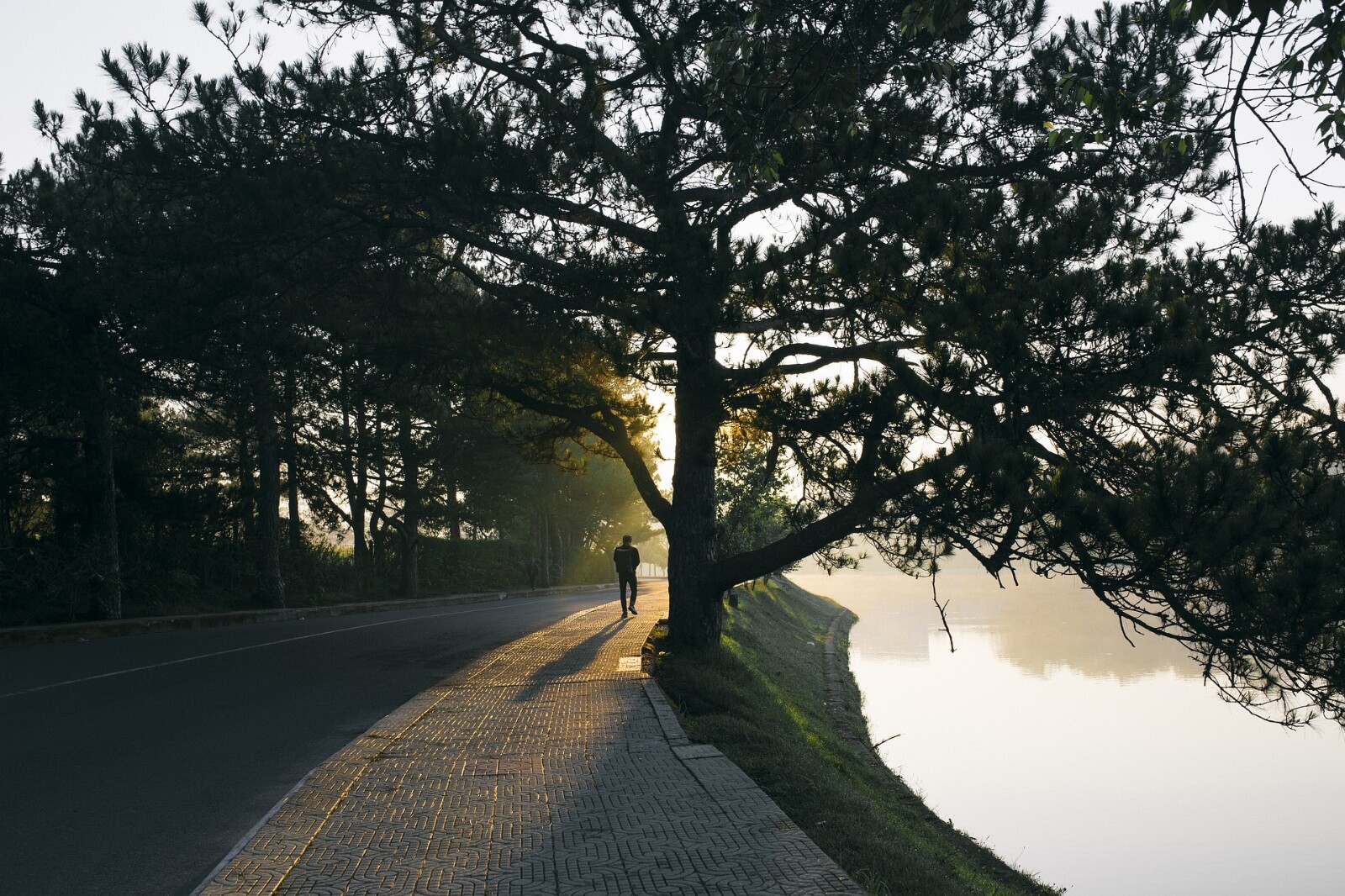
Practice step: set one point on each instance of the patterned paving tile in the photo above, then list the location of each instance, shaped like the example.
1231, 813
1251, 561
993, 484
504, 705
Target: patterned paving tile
551, 767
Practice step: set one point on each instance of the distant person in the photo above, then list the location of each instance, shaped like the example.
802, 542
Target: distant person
627, 560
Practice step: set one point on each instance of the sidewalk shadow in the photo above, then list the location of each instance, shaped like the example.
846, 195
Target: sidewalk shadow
571, 662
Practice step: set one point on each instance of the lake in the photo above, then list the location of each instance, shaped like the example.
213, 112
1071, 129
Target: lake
1100, 767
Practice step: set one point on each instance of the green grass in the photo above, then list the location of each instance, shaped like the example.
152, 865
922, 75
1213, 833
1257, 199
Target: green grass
760, 697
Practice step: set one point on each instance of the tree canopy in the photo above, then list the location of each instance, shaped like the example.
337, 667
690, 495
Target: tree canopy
923, 261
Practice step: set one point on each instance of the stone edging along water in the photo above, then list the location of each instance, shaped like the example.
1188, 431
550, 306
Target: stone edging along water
119, 627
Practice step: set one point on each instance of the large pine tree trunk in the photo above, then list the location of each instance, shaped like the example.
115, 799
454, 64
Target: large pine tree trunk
545, 541
410, 508
296, 530
560, 553
696, 613
271, 586
101, 501
356, 486
246, 477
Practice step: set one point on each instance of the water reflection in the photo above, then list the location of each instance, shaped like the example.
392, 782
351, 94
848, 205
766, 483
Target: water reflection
1037, 626
1106, 768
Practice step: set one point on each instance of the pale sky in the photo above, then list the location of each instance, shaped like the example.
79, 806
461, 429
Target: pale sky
50, 49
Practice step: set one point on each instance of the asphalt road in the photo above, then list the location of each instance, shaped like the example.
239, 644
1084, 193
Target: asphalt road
134, 764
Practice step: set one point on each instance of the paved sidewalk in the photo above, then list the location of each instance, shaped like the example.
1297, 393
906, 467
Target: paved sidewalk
549, 767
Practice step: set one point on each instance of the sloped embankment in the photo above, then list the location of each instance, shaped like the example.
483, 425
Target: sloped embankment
767, 700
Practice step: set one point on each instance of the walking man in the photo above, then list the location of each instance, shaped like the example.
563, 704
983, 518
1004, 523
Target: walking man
627, 560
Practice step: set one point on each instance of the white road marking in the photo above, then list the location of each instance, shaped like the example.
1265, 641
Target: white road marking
268, 643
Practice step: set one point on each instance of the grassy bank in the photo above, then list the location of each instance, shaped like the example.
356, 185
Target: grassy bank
763, 700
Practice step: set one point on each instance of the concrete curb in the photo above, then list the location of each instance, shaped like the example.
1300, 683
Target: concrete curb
120, 627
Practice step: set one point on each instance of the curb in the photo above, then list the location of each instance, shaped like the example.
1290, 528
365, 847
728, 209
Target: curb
121, 627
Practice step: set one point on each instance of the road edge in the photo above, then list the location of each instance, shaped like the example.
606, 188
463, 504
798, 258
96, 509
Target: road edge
20, 635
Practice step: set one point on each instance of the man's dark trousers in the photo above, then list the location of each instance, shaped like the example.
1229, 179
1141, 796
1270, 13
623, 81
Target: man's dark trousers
623, 580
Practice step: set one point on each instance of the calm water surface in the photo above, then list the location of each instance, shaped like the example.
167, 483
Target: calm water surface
1100, 767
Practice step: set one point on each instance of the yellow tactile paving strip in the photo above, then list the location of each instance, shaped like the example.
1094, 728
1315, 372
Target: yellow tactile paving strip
542, 768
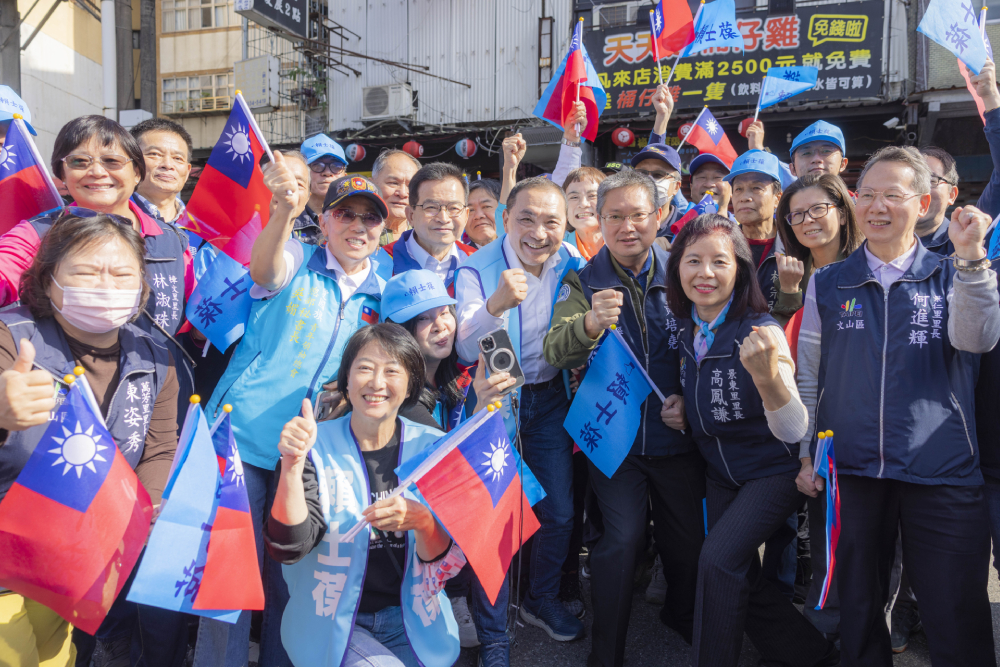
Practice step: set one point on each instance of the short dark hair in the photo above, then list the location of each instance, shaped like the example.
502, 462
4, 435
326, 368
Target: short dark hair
436, 171
106, 131
950, 170
851, 237
398, 344
69, 234
163, 125
746, 292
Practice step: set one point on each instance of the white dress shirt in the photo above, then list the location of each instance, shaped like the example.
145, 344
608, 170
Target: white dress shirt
427, 261
536, 314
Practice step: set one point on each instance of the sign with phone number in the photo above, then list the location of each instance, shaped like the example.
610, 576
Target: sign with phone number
845, 46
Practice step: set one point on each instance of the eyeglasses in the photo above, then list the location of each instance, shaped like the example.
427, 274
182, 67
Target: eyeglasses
816, 211
636, 218
80, 162
892, 196
347, 216
453, 210
319, 166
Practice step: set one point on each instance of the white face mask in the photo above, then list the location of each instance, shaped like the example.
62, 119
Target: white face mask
98, 310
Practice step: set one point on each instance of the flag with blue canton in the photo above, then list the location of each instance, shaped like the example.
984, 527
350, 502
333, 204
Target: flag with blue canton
954, 25
173, 565
715, 27
220, 304
607, 408
781, 83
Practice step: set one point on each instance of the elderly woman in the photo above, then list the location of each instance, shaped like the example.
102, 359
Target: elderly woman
377, 599
80, 296
743, 407
888, 357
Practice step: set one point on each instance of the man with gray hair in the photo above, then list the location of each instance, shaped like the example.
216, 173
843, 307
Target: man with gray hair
906, 448
392, 172
511, 284
623, 285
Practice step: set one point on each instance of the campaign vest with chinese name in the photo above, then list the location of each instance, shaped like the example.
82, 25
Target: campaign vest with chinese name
488, 264
144, 363
292, 347
725, 410
325, 587
898, 397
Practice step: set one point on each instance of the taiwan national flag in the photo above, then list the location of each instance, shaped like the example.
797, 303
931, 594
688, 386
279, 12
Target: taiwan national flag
607, 408
556, 103
74, 523
708, 136
673, 26
26, 189
482, 493
229, 207
232, 577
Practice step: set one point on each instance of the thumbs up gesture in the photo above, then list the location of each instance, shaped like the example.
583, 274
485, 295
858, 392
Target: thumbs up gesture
26, 396
297, 438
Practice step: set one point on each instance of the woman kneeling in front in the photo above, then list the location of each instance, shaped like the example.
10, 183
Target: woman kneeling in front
743, 407
377, 599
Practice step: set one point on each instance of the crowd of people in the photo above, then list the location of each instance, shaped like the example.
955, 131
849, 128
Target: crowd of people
800, 308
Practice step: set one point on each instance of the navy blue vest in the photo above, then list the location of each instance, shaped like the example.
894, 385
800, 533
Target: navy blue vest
659, 354
897, 395
144, 365
725, 409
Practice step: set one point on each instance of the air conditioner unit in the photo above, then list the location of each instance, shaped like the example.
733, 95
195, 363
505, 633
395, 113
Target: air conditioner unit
386, 101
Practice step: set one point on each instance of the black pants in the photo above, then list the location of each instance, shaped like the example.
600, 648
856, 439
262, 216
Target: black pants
946, 550
733, 594
676, 486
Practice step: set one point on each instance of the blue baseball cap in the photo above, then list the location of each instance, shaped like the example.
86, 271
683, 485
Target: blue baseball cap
410, 293
703, 159
820, 131
659, 152
755, 161
316, 147
10, 104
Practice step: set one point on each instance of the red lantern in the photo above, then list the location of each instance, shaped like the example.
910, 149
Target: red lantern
355, 152
465, 148
413, 148
622, 137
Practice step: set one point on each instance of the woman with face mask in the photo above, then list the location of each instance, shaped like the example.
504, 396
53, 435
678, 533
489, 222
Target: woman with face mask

(WHAT YOU ARE ASKED TO DO)
Each line above should be written out again exactly, without any image.

(EXPECTED ANSWER)
Practice step: set one point on each instance of the patterned paving tile in the photo above, then list the location of each instance, shaped like the example.
1231, 813
1251, 561
993, 484
504, 705
Target: patterned paving tile
551, 767
Practice step: set one point on each instance of the distant person in the photo above, then list the location of each instance, shaped like the example.
802, 542
Target: distant person
627, 560
Practice step: set one point on each instance of the sidewalk shadow in the photo above, then list the location of each instance, shaped like the example.
846, 195
Target: sidewalk shadow
571, 662
Practice step: set one point on each instance of the lake in the photo above, then list the location of each instance, shaped like the example.
213, 112
1071, 129
Target: lake
1100, 767
Practice step: set one point on each instance of the green grass in the photo above, then list the location of each instance, shaped like the example.
152, 865
922, 75
1213, 833
1257, 199
Target: green grass
760, 697
Practice step: set one point on each instance of the tree canopy in the photo above, then list the location of each instance, shaped like the example.
337, 667
690, 495
Target: tree canopy
923, 261
Practice step: set one point on each instance of the stone edging along water in the photo above, then list the location of each instance, shaped like the example.
1188, 431
550, 306
Target: stone edging along water
119, 627
Practice step: set one point on each instance of the large pine tree trunk in the photo above, then list the location of each instance, shaped like the example.
115, 799
454, 64
Target: large pine tree trunk
545, 541
410, 508
296, 530
560, 553
696, 613
271, 586
101, 501
356, 486
246, 477
Practice step: set one point on each instance of the water reflection in the photo above, then list the location of each instance, shaped like the example.
392, 782
351, 94
848, 205
766, 483
Target: water reflection
1037, 626
1106, 768
Practice step: set one point on each instance of the pale sky in the photo above, then list the location of each instance, shaped like the example.
79, 806
461, 429
Target: pale sky
50, 49
Practice step: set one point on each instance of the asphalt road in the photo above, then list the location of each instance, shaped like the example.
239, 644
1084, 193
Target: asphalt road
134, 764
Practice step: set one point on each instance of the paved sidewalk in the photo above, then list the location of each instance, shaped like the example.
1297, 393
906, 467
Target: paved sidewalk
549, 767
Practice step: set one point on each instance of the sloped embankment in the photo above, then list the location of each instance, shaped like the example.
483, 425
Target: sloped embankment
767, 700
Practice step: set one point on each instance of the walking man in the photo above, then list the location of each instance, shaped like the example.
563, 704
983, 518
1004, 523
Target: walking man
627, 560
Practice step: set one point on each instance of the white road marking in the photo above, then list the location of each instance, shaped like the example.
1265, 641
Target: white road marking
268, 643
Practice step: set one point on each instance of the grassy bank in the photo above, then list the location of each instance, shaped like the example.
356, 185
Target: grassy bank
763, 700
Practice step: set one point on each instance of the concrete curb in the photo above, then list the location of each instance, shaped like the example.
1300, 683
Target: concrete curb
120, 627
Practice step: set one point on each instance of the curb in the photo above, then list the location of each instance, shaped like the example.
1290, 528
365, 847
728, 209
Target: curb
121, 627
Practice step: set one point on each instance of the road edge in the photo above, then list the location of each instance, shaped like the example.
606, 188
463, 504
798, 258
96, 509
Target: road edge
20, 635
Practice step: set one point on each instance of the man's dark trousers in the photo above, then list the location of each instance, shaped like the example.
1229, 179
1141, 796
1270, 13
623, 81
Target: man's dark trousers
623, 580
Practice step: set one point on each instance of the calm water surface in the photo above, then list the location of each instance, shaped like the example.
167, 483
Target: calm water surface
1100, 767
Practice step: set one point on each instance of the yellow tactile paving strip in the photo above, then list the location of each instance, shaped like the example.
1094, 728
1315, 372
Target: yellow tactile paving strip
542, 768
Practice step: set one point on each instance of the short dark hair in the photo above, then list the location of each instance, shaped like the example.
502, 462
4, 435
326, 368
Target: short dark hair
436, 171
106, 131
950, 170
851, 237
398, 344
69, 234
163, 125
746, 292
Practice step: set one point on each instance of the white dress shirt in the photo above, then list the location of each instance, shaped like the example.
145, 344
608, 170
Target: white dress shirt
427, 261
536, 314
Practice step: set one point on each instance of the sign with phone number in the photo above, then list the location of each instance, shaped like the example.
610, 576
Target: sign with phone number
845, 46
Practice step: set one point on each instance of the eyeglasses in the photo above, then list the location of each instance, shaped like the example.
427, 274
182, 67
Target: eyeglasses
816, 211
636, 218
80, 162
892, 196
347, 216
453, 210
319, 166
Practice step: set one point on each instance of the white face mask in the photo above, then list the location of each instance, shaped like the example.
62, 119
Target: white face mask
98, 310
Practice step: set one point on each instance of the flag with blue canton in the photo above, then list the location of each instance, shaped like the example.
984, 527
350, 502
333, 204
Target: flag with blue canton
954, 25
173, 565
715, 27
220, 304
607, 408
781, 83
Practice step: set one point on each instance of the elderly woman in the photo above, then list the location of each instance, shaped like the example.
102, 359
Target: elderly woman
377, 599
80, 296
743, 407
888, 357
Practice step: set one point on each instance of the man with gray hair in the photo above, then list the location of each instance, shaped like the example.
216, 173
843, 307
Target: man with gray hair
906, 448
392, 172
511, 284
623, 285
Practice step: set one point on each instance of the campaign vest with chinese name in the photo above, then list the location of each instance, shaped like the example.
82, 25
Target: campaign vest with chinese name
488, 264
144, 363
292, 347
725, 410
325, 587
898, 397
Practice step: set one point on each instance of the taiwan national flag in the photo above, then list the location of each instance, shaped like the example.
797, 303
931, 594
688, 386
279, 12
Target: taiwan national flag
607, 408
556, 103
74, 523
708, 136
673, 26
26, 189
482, 493
229, 207
232, 577
Practice step: set one point on each instance of the thumbs up gesture in the photo above, then list the location of each instance, shaped like the example.
583, 274
485, 295
858, 392
Target: thumbs up gesture
26, 396
297, 438
Practice step: set one point on each instance of the woman kneeling in front in the photo above, then list the location of each instance, shaped like the example.
10, 183
Target: woman kneeling in front
743, 407
377, 599
Practice step: set one point on each instance of the crowd of people in the photo above, then list the location of each instance, shaped like the example.
955, 131
849, 128
Target: crowd of people
800, 308
Practice step: set one point on each instance of the navy blue vest in the photo above, then list the location of each instance, shaped like the example.
894, 385
800, 533
Target: navy blue vest
659, 354
897, 395
144, 365
725, 409
Practice step: set one point on each instance of the air conditioner unit in the photo above, then list the location of each instance, shaped like the example.
733, 95
195, 363
505, 633
395, 113
Target: air conditioner unit
386, 101
Practice step: set one point on each instance of the black pants in the photo above, then list the location of each instance, shaped like the example.
600, 648
856, 439
262, 216
Target: black pants
946, 550
733, 594
676, 486
Practice step: set one point on each instance of the blue baseball cap in the photo above, then list the location of each instance, shaped like the example.
86, 271
683, 485
Target: blue baseball cap
410, 293
703, 159
820, 131
659, 152
755, 161
316, 147
10, 104
Practice step: set one point on each instance of the red lantern in the photo above, then list the location of each instance, shaped like the example.
910, 149
Target: red lantern
355, 152
465, 148
413, 148
622, 137
Practice step: set one point on each instance of the woman with face mask in the photo above, then list the location of each instance, shaped like the example.
504, 396
53, 435
678, 533
489, 222
Target: woman with face mask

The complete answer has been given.